Written instruction:
Render all of the data below as a numbered list, one line per entry, with blank lines and the pictures left out.

Records for this task:
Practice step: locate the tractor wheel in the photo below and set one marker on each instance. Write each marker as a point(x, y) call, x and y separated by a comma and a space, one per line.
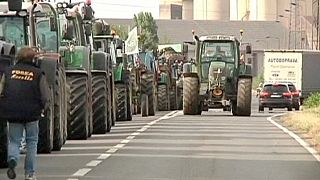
point(148, 89)
point(244, 97)
point(234, 108)
point(163, 98)
point(67, 100)
point(173, 99)
point(144, 105)
point(109, 104)
point(121, 102)
point(180, 98)
point(59, 110)
point(99, 103)
point(78, 107)
point(129, 102)
point(190, 95)
point(261, 109)
point(46, 128)
point(3, 144)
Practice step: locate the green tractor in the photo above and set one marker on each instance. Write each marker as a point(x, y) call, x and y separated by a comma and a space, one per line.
point(76, 53)
point(6, 59)
point(40, 29)
point(169, 63)
point(123, 84)
point(146, 84)
point(216, 78)
point(103, 44)
point(120, 86)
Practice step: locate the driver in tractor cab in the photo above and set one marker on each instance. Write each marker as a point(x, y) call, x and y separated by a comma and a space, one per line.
point(218, 52)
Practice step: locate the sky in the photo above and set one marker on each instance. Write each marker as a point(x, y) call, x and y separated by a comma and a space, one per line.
point(124, 8)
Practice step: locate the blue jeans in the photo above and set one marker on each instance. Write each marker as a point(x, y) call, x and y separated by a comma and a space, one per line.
point(15, 137)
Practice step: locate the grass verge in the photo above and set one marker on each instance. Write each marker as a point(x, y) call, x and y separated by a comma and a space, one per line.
point(306, 123)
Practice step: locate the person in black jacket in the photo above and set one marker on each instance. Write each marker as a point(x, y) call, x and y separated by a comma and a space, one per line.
point(24, 94)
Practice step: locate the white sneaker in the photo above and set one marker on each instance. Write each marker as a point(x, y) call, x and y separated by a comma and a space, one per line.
point(30, 177)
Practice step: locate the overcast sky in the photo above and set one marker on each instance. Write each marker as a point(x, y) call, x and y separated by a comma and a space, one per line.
point(124, 8)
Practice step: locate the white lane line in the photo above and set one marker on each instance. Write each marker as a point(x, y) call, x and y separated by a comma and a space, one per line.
point(82, 172)
point(93, 163)
point(118, 146)
point(126, 141)
point(104, 156)
point(112, 150)
point(303, 143)
point(135, 134)
point(142, 129)
point(130, 137)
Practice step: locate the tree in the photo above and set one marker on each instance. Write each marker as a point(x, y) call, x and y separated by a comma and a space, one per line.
point(121, 31)
point(147, 31)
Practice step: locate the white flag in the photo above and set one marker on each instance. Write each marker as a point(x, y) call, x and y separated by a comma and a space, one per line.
point(132, 42)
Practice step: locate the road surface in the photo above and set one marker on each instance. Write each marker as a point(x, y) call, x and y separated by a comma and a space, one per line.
point(171, 146)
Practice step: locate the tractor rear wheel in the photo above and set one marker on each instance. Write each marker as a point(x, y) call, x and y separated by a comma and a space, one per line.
point(190, 95)
point(173, 99)
point(244, 97)
point(163, 98)
point(3, 144)
point(78, 107)
point(59, 110)
point(99, 103)
point(144, 105)
point(46, 128)
point(129, 102)
point(121, 102)
point(147, 87)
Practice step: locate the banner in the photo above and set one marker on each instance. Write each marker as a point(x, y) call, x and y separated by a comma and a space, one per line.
point(132, 42)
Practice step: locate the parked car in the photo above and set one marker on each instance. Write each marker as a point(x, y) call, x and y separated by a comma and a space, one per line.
point(276, 95)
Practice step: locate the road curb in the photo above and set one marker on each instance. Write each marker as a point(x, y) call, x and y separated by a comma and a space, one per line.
point(303, 143)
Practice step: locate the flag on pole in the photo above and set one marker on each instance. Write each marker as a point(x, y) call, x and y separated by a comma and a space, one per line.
point(132, 42)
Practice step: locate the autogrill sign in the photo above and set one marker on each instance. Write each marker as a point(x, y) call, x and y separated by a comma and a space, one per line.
point(283, 60)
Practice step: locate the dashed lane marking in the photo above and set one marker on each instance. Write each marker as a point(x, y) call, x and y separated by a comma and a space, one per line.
point(94, 163)
point(118, 146)
point(82, 172)
point(104, 156)
point(112, 150)
point(126, 141)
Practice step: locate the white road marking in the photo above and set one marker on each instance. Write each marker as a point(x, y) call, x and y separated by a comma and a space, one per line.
point(130, 137)
point(118, 146)
point(135, 134)
point(126, 141)
point(82, 172)
point(142, 129)
point(93, 163)
point(303, 143)
point(104, 156)
point(112, 150)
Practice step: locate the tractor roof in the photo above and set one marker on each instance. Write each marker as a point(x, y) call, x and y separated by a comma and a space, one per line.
point(217, 37)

Solution for this problem:
1. Practice step: locate the tractor wheel in the photo below and set one marker on each instance. Write each marker as a point(x, y) call, x and y separated by a comma and a space, one per line.
2. point(148, 89)
3. point(244, 97)
4. point(234, 108)
5. point(163, 98)
6. point(67, 100)
7. point(173, 99)
8. point(144, 105)
9. point(109, 104)
10. point(121, 102)
11. point(180, 98)
12. point(59, 110)
13. point(99, 103)
14. point(78, 107)
15. point(129, 102)
16. point(190, 95)
17. point(261, 109)
18. point(46, 128)
19. point(3, 144)
20. Practice step: locate the green tractor in the photo above and set one marker on each instance. Write each marker as a point(x, y) call, x and y separated by a comma and a space, one per line.
21. point(76, 53)
22. point(6, 59)
23. point(40, 29)
24. point(169, 63)
25. point(123, 84)
26. point(146, 84)
27. point(216, 78)
28. point(103, 44)
29. point(120, 86)
30. Practice step: locate the driver in tractor cab in the photo above and set one marker on each instance. Write each marker as a point(x, y) call, x and y separated by a comma and a space, one per line.
31. point(218, 52)
32. Practice step: locate the sky in the photo above and set one marker on each instance. Write each marker as a point(x, y) call, x and y separated by a comma and a space, one per line.
33. point(124, 8)
34. Practice step: locate the blue jeans in the photo above and set one marker on each instance. Write each marker as a point(x, y) call, x and y separated by a comma and a space, one per line.
35. point(15, 137)
36. Practice step: locate the grass verge in the photo above and set one marker on each instance. Write each marker as a point(x, y) call, x and y separated by a comma and a space, one per line.
37. point(306, 123)
38. Practice step: locate the person in black jacket in the photo above and set one marker on each instance. Write each marker as a point(x, y) call, x and y separated by a comma and a space, one per line.
39. point(24, 94)
40. Practice step: locate the white sneaker in the photo above and set one marker on each instance. Write each marker as a point(x, y) call, x and y separated by a comma and a space, one per line.
41. point(30, 177)
42. Practice step: locate the overcast sky in the photo above and set one marker on each instance. Write each marker as a point(x, y) call, x and y separated by a comma and a space, one per line.
43. point(124, 8)
44. Practice step: locate the white lane line in the photo above and set one marker on each instance. Write each marker as a point(x, y) call, x and y separated by a comma and a space, one per line.
45. point(82, 172)
46. point(93, 163)
47. point(118, 146)
48. point(126, 141)
49. point(104, 156)
50. point(112, 150)
51. point(303, 143)
52. point(135, 134)
53. point(142, 129)
54. point(130, 137)
55. Practice step: locate the tree in the photo above and set one marker on each instance. Write each marker as a point(x, y) call, x and y separated by a comma and a space, one per line.
56. point(121, 31)
57. point(147, 31)
58. Practice step: locate the white flag in the photo above and set one marker on each instance. Write each marker as a point(x, y) call, x and y separated by a comma and a space, one per line.
59. point(132, 42)
60. Practice step: locate the road surface in the photo above and set one marker on each instance. Write each marker as a point(x, y) call, x and y separated by a comma and a space, one per line.
61. point(171, 146)
62. Practice step: locate the tractor rear wheel in the photo above and set one marker on each instance. Write each marker as a point(x, y) call, x and y separated by a comma and a space, one per line.
63. point(190, 95)
64. point(173, 99)
65. point(244, 97)
66. point(163, 98)
67. point(3, 144)
68. point(78, 107)
69. point(59, 110)
70. point(99, 103)
71. point(144, 105)
72. point(46, 128)
73. point(129, 102)
74. point(121, 102)
75. point(147, 87)
76. Practice step: locate the banner in the photo above and set one marker on each instance. Write each marker as a point(x, y) call, x and y separated by a comma and a space, one per line.
77. point(132, 42)
78. Practice step: locate the parked car in the photo above and set one marker on each instance. Write each marker as a point(x, y) call, x and y separated by a comma and a space, one per line.
79. point(276, 95)
80. Practice step: locate the road curb in the photo above and set one marker on each instance. Write each marker as a point(x, y) call, x and y separated by a comma and a space, one per line.
81. point(303, 143)
82. Practice step: locate the flag on pole in the photo above and set one marker on each instance. Write each marker as a point(x, y) call, x and y separated by a comma and a space, one per line.
83. point(132, 42)
84. Practice step: locate the autogrill sign in the photo above and set one marker on each instance. Write each marker as a point(x, y) call, x and y separated by a comma and a space, one per line.
85. point(283, 60)
86. Practice step: locate the dashed lane marking in the photo above and set one marker on each instance. Write each marker as a point(x, y) call, x and y separated by a comma and a space, one per line.
87. point(94, 163)
88. point(118, 146)
89. point(82, 172)
90. point(104, 156)
91. point(112, 150)
92. point(126, 141)
93. Practice step: locate the white road marking in the photo above and set one marker on each instance. Write each marker as a point(x, y) call, x and y separated by a comma and a space, one per line.
94. point(130, 137)
95. point(118, 146)
96. point(135, 134)
97. point(126, 141)
98. point(82, 172)
99. point(142, 129)
100. point(93, 163)
101. point(303, 143)
102. point(104, 156)
103. point(112, 150)
104. Practice step: locate the tractor roof in the photo above and set one marker on each instance. Write each marker as a point(x, y) call, x and y separated by a comma and a space, one per line.
105. point(217, 37)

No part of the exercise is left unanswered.